Records for processing:
┏━━

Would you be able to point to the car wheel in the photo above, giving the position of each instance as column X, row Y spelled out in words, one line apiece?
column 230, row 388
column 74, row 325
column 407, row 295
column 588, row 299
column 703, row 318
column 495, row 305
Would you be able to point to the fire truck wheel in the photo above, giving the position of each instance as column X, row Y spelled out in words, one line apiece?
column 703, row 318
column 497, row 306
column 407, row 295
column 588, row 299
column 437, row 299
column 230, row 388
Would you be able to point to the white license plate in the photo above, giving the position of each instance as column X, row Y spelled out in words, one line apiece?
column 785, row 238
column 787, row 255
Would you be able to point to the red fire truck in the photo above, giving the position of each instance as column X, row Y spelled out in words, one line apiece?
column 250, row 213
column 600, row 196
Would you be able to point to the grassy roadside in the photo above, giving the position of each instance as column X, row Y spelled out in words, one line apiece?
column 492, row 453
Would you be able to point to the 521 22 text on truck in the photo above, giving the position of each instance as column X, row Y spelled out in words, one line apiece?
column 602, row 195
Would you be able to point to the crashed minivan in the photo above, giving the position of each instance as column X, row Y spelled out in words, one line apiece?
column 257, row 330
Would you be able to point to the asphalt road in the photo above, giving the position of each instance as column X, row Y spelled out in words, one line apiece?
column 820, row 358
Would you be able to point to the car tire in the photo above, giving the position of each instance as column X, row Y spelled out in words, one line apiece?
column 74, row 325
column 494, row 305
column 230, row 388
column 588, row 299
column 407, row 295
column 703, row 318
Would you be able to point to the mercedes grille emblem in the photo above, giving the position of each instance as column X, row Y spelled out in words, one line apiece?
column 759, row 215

┗━━
┏━━

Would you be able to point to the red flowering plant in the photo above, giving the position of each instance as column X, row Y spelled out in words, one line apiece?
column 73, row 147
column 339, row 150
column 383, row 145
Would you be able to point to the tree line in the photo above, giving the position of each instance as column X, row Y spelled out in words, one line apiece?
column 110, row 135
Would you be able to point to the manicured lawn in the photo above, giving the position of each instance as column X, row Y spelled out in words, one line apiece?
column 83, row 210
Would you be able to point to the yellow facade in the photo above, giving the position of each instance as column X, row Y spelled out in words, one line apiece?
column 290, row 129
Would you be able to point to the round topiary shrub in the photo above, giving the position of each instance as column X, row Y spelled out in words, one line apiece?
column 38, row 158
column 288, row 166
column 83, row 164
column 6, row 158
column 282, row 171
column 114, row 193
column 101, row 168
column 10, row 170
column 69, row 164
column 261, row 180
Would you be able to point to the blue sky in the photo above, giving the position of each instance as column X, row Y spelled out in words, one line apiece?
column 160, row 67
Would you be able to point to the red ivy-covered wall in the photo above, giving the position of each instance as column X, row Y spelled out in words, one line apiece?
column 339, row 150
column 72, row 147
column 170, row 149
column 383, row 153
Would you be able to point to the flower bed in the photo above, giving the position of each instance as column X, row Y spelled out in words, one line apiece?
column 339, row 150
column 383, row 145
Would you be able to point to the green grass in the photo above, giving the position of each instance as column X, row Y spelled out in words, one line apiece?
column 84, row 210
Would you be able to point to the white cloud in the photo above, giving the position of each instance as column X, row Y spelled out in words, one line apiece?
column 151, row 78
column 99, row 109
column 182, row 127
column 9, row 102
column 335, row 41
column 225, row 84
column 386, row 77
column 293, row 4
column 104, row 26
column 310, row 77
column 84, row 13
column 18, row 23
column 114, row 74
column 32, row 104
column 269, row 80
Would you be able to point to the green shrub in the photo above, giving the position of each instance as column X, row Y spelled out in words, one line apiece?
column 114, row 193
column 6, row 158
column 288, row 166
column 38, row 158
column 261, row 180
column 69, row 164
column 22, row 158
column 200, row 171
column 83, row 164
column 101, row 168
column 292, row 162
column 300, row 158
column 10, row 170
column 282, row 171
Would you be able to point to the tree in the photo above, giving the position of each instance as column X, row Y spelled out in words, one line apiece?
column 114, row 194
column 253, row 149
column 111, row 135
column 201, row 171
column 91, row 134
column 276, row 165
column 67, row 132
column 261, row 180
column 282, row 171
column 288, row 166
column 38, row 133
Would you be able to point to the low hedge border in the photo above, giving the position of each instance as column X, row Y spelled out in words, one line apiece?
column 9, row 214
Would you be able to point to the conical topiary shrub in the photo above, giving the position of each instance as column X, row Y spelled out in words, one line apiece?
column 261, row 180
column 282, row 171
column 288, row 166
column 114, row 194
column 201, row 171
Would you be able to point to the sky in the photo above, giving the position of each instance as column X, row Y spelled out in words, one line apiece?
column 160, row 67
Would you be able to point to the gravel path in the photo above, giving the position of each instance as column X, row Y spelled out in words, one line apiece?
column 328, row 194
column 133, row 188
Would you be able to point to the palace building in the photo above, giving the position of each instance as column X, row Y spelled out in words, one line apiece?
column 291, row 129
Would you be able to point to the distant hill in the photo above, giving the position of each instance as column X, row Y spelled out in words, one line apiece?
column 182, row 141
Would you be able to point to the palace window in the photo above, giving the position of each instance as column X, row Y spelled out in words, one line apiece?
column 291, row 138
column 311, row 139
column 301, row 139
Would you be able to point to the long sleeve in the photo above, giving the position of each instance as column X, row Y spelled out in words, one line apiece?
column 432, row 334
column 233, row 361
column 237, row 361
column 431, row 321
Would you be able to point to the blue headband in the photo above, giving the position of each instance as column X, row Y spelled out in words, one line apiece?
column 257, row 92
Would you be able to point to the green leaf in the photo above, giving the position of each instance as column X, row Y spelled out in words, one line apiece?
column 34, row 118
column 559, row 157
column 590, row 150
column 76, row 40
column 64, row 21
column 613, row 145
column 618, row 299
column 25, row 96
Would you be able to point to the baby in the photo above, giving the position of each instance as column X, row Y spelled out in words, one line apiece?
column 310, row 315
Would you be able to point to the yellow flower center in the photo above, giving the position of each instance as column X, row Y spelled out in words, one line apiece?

┗━━
┏━━

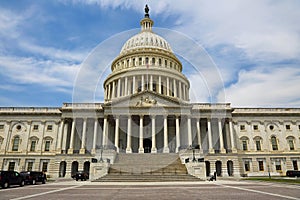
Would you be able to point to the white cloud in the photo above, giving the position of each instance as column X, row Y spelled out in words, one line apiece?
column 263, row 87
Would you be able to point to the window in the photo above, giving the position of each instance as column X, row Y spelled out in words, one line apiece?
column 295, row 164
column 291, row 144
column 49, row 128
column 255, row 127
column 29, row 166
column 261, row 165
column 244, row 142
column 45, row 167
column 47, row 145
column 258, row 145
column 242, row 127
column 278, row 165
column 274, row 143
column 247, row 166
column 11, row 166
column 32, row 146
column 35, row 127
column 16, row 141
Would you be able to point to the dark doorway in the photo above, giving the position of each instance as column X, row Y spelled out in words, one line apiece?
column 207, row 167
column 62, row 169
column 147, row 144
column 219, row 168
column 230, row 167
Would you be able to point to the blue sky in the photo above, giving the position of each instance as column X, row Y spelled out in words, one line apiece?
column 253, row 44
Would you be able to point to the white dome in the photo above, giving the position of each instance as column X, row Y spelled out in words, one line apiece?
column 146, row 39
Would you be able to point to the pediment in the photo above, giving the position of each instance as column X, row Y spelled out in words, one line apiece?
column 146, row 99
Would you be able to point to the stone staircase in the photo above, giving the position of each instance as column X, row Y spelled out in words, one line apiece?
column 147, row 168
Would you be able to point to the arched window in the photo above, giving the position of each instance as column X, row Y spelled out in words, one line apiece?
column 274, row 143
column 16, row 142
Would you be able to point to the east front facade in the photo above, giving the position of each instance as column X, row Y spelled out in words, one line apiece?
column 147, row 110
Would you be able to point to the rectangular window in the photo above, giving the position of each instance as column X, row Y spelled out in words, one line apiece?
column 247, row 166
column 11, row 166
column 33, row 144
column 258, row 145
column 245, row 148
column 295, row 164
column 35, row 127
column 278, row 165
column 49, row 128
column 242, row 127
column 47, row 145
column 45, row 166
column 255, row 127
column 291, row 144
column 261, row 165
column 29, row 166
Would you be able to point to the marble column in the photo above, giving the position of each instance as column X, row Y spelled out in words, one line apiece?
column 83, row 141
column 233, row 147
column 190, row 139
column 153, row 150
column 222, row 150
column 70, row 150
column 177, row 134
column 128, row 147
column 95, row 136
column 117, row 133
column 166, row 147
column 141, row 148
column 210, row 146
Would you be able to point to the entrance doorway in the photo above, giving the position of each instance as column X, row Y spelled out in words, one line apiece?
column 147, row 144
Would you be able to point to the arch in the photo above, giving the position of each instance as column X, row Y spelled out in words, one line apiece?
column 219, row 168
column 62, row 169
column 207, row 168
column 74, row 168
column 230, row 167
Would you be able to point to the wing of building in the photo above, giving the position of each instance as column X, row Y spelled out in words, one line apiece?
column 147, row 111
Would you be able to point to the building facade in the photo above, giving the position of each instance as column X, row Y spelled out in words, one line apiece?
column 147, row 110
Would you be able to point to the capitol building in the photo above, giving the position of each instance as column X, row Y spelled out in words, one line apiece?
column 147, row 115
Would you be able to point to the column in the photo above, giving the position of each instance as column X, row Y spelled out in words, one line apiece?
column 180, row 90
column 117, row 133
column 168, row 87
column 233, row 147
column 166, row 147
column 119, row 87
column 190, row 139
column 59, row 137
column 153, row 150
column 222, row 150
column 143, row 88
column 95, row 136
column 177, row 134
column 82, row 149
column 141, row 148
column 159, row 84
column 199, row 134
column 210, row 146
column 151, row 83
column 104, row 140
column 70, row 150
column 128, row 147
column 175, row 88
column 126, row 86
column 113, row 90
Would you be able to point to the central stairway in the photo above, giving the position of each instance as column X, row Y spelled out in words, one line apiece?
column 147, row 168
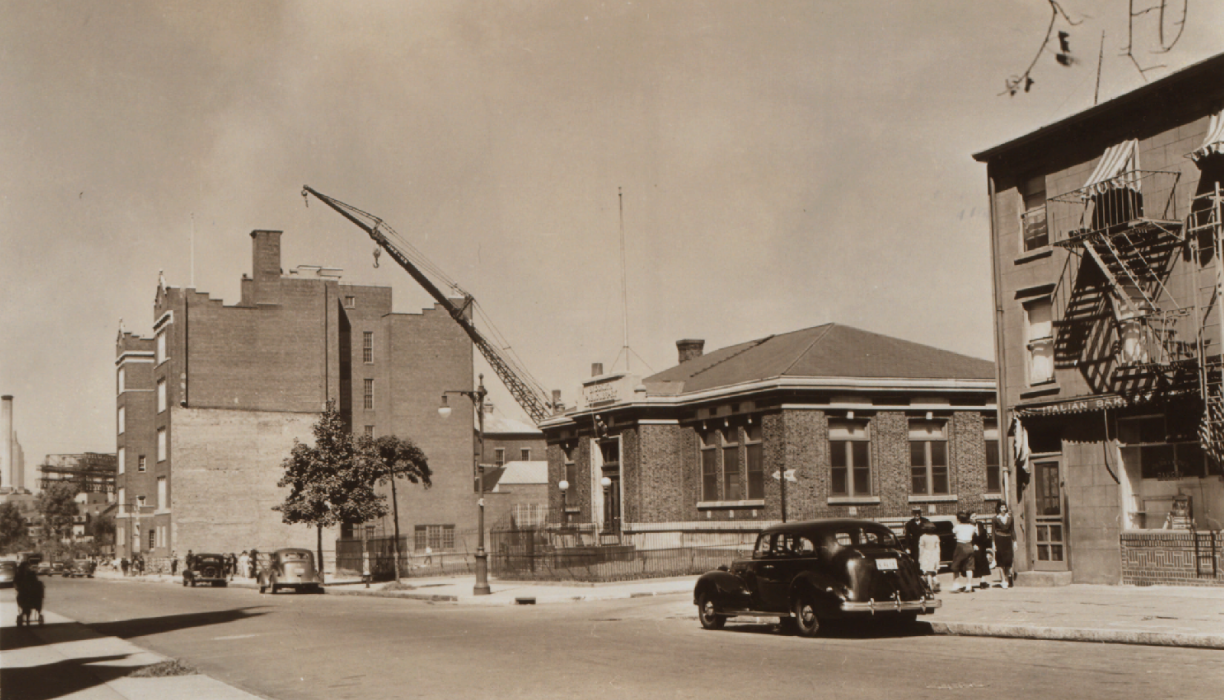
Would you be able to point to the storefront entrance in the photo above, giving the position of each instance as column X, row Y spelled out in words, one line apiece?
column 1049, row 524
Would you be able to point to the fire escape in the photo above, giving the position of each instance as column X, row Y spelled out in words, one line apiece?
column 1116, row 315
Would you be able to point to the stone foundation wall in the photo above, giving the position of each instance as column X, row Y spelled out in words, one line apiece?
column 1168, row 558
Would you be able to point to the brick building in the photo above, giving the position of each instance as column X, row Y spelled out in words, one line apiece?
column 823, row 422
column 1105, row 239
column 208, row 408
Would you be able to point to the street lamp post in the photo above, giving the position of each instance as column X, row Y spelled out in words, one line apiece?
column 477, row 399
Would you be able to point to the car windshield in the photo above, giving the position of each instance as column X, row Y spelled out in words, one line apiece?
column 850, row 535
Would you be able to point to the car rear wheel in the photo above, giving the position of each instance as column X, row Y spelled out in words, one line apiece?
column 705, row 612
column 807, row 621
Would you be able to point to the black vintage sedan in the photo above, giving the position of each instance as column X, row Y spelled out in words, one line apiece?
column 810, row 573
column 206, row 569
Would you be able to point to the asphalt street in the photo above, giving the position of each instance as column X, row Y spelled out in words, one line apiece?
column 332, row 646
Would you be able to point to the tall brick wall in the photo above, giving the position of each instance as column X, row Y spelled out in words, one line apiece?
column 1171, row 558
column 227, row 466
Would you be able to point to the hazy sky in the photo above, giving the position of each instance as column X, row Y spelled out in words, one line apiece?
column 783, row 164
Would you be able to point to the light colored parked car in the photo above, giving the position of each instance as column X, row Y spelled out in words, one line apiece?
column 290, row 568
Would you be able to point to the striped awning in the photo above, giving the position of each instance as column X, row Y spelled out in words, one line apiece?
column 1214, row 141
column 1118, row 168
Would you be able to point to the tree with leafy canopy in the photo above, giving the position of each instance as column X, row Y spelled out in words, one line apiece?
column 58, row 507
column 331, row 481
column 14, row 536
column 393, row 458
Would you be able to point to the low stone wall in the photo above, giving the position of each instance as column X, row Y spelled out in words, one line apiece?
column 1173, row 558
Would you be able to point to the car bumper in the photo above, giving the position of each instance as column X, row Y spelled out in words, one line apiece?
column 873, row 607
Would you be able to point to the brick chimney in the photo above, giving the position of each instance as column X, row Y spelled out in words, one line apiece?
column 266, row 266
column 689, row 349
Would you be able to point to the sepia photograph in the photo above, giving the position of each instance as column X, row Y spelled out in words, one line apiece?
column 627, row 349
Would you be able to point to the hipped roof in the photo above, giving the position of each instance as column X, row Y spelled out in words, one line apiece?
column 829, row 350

┗━━

Task: Copy out only the lines above from the one with "Would you be able to point to the distant" to the one with "Would you be able to point to the yellow flower", inclusive, exactly as they stand.

Answer box:
Would you be able to point to the distant hill in the photo above, giving the position of each instance as column X, row Y spelled out in words, one line apiece?
column 182, row 141
Would you be able to point to the palace window in the photo above, giving the position of each instance as column X, row Y spelled out in words, one line apiece?
column 291, row 138
column 311, row 139
column 301, row 139
Would you be able to point to the long sleeve in the photo above, giving the position of each instance as column X, row Y spelled out in words, one line apiece?
column 432, row 334
column 233, row 361
column 237, row 361
column 431, row 321
Would you be able to point to the blue headband in the photo above, giving the position of each instance as column X, row Y spelled out in words, one line apiece?
column 257, row 92
Would you be able to point to the green leaf in the photo above, giving the position of each instance as column X, row Y spelled out in words, one line apiece?
column 34, row 118
column 559, row 157
column 590, row 150
column 76, row 40
column 64, row 21
column 613, row 145
column 618, row 299
column 25, row 96
Would you be able to point to the baby in the photo above, giving the position of each instance as column X, row Y spelled out in words, one line apiece?
column 310, row 315
Would you be able to point to the yellow flower center in the photo above, giving the position of each instance as column X, row Y spelled out in words, one line apiece?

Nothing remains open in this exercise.